=== The records ===

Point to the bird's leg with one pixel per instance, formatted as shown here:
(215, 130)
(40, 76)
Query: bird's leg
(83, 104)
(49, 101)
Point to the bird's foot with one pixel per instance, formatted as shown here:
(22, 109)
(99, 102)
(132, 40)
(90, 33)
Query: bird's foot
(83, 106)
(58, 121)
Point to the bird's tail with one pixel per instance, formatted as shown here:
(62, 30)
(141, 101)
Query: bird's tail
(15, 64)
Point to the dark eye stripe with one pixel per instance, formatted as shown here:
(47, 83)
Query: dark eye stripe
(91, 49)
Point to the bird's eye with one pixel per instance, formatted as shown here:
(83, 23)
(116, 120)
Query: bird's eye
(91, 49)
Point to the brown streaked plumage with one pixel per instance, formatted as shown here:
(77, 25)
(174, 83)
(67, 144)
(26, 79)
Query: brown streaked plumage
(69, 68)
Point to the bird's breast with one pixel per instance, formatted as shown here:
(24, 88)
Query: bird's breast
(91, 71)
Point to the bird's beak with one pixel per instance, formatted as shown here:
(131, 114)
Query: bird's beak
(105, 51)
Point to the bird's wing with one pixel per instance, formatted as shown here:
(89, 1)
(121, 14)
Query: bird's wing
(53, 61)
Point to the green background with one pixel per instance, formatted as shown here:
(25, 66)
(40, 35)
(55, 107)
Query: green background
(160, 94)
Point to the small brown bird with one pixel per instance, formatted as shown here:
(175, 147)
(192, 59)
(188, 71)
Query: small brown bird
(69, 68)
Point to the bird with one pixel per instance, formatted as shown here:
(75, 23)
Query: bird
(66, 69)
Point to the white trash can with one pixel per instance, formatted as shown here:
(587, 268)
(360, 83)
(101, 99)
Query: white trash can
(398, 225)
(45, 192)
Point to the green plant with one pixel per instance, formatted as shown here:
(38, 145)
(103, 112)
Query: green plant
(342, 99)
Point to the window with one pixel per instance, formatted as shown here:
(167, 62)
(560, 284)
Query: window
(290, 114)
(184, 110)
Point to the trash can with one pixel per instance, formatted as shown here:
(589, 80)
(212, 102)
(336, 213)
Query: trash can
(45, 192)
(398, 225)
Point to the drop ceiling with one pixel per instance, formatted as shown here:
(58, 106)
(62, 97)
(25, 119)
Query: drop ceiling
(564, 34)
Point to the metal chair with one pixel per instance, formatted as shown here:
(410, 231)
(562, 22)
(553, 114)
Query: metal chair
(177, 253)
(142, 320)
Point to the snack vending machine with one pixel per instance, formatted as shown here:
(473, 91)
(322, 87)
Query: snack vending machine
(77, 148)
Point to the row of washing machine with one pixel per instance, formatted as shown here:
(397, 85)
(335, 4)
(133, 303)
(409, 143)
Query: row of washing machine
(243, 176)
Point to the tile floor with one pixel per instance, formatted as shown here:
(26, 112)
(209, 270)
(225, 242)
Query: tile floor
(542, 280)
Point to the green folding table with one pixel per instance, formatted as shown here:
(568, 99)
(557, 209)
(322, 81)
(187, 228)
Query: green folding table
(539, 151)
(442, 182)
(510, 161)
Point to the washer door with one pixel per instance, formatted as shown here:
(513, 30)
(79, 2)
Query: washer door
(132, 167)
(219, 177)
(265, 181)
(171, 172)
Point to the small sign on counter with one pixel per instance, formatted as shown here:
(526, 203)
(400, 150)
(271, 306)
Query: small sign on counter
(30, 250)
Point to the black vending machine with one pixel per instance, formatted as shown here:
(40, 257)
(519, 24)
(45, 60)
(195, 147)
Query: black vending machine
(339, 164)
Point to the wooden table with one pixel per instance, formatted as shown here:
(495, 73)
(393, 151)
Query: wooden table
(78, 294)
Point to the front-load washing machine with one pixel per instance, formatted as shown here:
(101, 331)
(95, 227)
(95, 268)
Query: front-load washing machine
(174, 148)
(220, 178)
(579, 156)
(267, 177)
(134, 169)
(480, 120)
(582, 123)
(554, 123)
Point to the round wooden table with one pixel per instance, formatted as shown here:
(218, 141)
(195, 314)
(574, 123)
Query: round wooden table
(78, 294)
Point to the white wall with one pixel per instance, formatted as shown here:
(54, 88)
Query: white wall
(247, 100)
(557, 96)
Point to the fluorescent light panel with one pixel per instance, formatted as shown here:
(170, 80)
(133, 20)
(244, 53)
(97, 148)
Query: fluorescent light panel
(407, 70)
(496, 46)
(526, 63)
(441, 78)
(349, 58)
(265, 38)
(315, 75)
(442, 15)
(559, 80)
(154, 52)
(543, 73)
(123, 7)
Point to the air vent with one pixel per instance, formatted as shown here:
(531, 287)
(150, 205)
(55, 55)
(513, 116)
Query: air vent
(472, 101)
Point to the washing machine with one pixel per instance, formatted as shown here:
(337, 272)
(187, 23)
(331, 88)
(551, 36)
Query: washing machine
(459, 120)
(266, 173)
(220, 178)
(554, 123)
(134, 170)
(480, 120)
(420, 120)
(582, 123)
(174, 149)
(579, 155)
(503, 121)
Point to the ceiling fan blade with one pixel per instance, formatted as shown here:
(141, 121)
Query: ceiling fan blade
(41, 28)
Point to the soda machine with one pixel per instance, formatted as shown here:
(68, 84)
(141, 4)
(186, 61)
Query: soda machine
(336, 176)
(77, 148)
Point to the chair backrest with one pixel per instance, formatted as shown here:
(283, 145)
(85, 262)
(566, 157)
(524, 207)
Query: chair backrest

===

▶ Activity
If a line above holds the string "backrest", return it as it stands.

▶ Result
Point to the chair backrest with one pixel per instance, formatted as shown here:
Query: chair backrest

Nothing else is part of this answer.